• **What the exercise asks**: Filter the records below, copying out every line that contains the string "each". Matching is case-sensitive.

• **Records supplied**:
----
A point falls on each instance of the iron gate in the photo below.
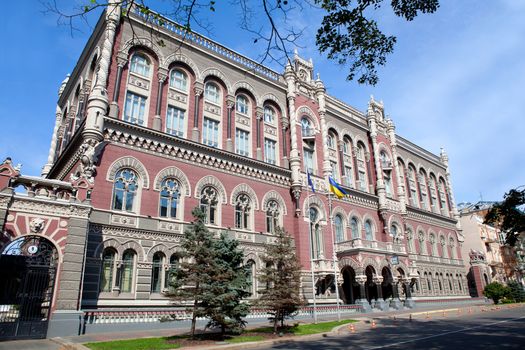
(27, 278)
----
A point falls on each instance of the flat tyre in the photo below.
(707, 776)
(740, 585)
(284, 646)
----
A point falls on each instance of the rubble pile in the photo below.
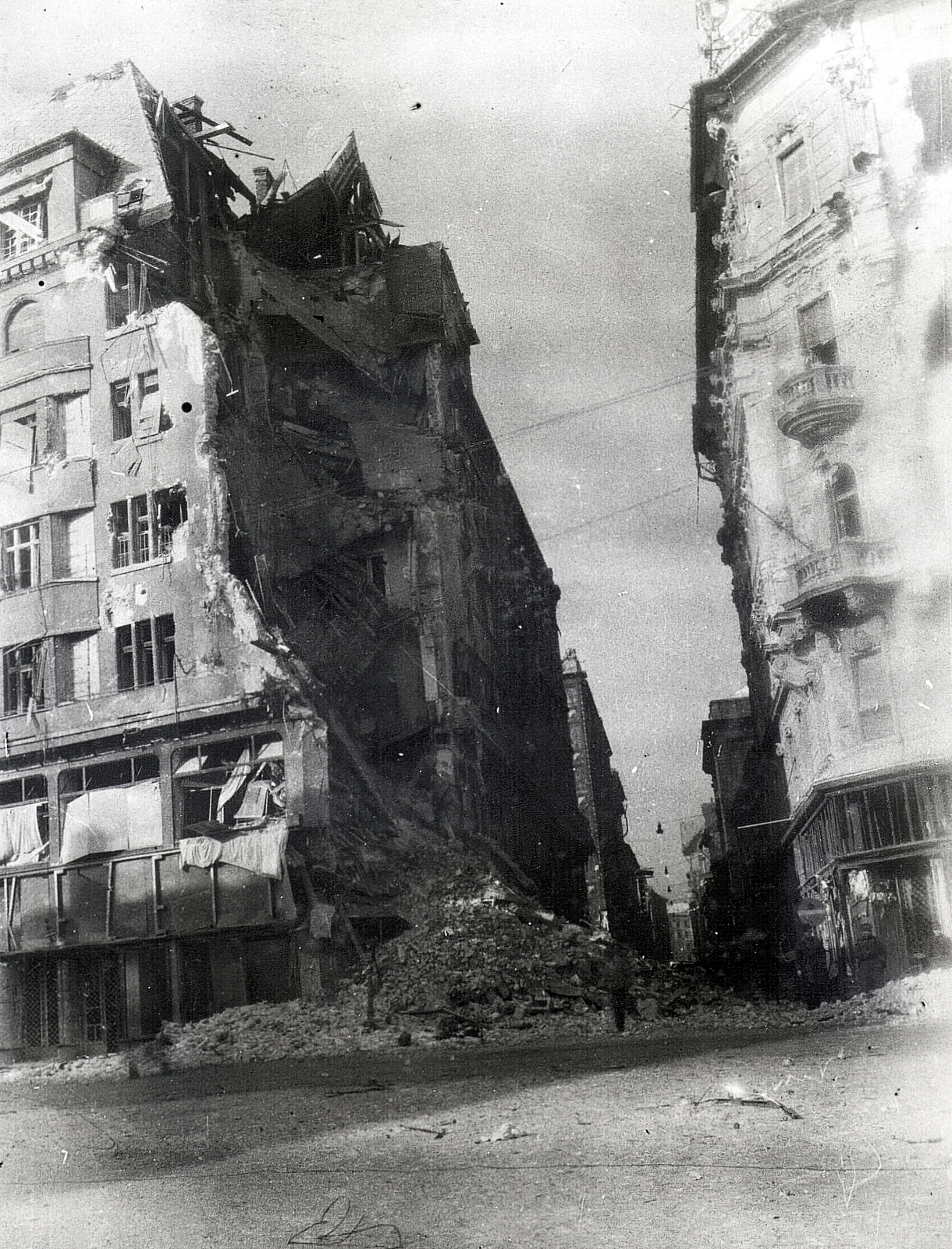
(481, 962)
----
• **Exercise result**:
A point falls on each instance of the iron gate in the photo below.
A point falls on each instance of the flat tyre in the photo below.
A point falls on each instance of the rubble pile in the photo below.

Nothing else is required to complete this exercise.